**Region pointing data:**
────────

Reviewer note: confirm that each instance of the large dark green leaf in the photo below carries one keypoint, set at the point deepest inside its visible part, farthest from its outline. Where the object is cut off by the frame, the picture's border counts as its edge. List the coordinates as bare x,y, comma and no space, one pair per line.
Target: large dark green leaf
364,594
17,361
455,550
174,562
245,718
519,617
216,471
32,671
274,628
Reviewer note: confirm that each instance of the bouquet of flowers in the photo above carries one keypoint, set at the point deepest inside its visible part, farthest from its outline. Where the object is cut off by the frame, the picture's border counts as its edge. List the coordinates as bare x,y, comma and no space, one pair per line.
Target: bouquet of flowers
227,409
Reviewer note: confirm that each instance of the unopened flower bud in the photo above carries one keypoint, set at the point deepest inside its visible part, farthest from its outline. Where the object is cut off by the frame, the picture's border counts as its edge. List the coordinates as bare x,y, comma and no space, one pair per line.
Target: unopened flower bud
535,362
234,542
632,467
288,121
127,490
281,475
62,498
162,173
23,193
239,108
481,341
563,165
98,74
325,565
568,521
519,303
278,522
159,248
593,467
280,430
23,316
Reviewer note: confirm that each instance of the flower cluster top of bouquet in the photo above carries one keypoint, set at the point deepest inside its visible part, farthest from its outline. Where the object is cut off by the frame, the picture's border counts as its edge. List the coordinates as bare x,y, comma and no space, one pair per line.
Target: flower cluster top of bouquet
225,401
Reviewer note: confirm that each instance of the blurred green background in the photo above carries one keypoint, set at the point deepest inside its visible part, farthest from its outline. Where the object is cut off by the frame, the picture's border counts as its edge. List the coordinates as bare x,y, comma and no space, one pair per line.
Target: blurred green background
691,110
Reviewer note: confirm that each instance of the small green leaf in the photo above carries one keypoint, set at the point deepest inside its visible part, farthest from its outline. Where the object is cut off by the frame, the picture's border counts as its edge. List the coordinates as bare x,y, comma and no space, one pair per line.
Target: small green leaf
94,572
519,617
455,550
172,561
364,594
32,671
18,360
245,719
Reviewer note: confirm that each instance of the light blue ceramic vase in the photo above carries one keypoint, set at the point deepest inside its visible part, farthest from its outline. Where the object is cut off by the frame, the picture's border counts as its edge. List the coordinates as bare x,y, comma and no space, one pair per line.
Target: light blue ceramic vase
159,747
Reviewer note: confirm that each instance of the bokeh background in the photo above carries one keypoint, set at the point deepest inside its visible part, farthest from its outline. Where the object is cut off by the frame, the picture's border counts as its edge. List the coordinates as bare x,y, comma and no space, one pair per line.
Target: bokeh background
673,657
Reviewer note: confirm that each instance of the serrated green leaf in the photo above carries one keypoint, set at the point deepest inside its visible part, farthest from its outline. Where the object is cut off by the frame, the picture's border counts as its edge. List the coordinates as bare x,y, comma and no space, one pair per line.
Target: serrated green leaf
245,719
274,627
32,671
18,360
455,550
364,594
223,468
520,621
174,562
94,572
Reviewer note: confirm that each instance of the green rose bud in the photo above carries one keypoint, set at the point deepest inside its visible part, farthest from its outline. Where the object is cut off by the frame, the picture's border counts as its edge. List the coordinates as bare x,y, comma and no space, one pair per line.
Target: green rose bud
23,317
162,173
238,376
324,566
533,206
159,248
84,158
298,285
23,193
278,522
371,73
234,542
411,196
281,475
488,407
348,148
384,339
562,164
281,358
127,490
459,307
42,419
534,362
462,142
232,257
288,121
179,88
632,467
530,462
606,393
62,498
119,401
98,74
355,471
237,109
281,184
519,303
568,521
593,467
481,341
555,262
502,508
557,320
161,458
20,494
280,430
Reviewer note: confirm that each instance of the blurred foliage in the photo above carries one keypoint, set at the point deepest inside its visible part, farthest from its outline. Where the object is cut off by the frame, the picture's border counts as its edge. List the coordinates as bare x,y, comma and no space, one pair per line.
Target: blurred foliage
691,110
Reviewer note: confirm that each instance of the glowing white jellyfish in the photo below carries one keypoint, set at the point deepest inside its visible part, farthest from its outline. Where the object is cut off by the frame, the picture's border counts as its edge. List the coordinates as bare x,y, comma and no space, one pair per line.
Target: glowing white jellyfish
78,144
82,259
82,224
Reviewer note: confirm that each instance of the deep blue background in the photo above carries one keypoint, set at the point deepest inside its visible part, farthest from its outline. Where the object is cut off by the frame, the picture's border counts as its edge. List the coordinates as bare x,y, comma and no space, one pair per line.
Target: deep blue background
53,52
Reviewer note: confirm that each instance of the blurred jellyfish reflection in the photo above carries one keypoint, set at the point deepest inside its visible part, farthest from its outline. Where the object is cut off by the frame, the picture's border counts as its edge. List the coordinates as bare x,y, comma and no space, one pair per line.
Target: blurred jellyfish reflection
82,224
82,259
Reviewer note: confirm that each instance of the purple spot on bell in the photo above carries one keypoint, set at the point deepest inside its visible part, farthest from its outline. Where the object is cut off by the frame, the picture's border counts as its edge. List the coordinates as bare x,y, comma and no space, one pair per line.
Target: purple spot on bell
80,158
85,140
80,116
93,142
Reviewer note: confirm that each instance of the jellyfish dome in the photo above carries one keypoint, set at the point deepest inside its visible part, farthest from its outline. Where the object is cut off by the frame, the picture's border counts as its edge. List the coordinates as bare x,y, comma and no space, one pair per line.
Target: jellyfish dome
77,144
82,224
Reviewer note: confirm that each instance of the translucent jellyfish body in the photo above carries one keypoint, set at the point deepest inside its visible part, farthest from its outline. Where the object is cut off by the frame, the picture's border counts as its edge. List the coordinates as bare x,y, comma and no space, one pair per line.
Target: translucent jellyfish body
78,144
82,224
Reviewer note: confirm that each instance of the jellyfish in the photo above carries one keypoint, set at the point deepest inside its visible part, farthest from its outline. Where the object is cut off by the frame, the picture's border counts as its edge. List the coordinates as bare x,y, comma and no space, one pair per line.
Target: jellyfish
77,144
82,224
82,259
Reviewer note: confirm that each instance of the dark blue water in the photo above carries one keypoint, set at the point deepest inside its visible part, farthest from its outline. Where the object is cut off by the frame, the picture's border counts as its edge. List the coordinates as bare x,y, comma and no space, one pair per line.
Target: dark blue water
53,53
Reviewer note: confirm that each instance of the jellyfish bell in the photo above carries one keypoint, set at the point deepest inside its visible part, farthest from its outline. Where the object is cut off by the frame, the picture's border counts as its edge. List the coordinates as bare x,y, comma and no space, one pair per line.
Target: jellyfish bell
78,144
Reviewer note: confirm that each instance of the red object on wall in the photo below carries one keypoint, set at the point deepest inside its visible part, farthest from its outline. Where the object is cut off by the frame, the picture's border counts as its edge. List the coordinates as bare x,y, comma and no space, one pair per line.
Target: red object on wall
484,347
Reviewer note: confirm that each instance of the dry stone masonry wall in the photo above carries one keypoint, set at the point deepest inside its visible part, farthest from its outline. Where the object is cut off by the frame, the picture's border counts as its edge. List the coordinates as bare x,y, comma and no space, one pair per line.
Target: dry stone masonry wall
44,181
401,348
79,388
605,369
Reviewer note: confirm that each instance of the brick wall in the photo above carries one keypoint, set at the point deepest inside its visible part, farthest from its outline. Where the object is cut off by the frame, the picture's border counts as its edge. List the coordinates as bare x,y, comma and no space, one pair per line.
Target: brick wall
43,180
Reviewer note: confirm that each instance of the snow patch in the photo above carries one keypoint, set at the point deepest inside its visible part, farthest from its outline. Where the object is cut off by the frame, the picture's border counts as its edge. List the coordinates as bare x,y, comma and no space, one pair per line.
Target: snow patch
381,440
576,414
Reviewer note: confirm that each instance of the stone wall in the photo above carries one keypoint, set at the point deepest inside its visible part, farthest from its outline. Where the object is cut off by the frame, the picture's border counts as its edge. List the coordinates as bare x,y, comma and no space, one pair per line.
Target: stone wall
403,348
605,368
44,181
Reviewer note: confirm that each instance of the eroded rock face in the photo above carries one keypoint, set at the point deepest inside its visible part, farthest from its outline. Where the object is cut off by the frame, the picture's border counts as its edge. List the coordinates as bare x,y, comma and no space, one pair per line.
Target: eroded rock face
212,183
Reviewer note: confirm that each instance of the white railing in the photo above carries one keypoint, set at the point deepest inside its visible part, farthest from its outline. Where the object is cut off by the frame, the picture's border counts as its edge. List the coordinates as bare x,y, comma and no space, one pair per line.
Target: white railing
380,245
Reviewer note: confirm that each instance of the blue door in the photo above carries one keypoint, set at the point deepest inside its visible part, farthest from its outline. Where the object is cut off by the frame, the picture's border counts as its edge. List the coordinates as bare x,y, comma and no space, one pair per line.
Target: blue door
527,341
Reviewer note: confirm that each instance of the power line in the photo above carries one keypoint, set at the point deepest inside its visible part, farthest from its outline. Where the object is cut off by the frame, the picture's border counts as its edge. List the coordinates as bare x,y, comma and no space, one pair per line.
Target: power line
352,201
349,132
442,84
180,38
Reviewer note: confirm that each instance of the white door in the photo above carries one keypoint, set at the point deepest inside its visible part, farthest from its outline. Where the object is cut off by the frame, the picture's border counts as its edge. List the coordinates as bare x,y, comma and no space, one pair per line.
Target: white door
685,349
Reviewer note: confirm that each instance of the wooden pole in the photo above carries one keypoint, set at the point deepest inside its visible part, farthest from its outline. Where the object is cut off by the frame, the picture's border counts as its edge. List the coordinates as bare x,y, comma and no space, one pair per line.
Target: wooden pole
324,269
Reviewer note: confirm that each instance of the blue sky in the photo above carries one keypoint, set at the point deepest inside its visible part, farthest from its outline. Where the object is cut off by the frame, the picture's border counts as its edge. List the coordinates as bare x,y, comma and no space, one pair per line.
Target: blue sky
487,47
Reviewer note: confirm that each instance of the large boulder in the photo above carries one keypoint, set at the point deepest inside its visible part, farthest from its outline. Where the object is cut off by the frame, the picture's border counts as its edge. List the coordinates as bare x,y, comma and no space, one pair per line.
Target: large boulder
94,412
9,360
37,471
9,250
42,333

────────

**Work to be completed:**
State how many lines in the entries hold the word "below", giving the number alone.

**Answer for the task:**
3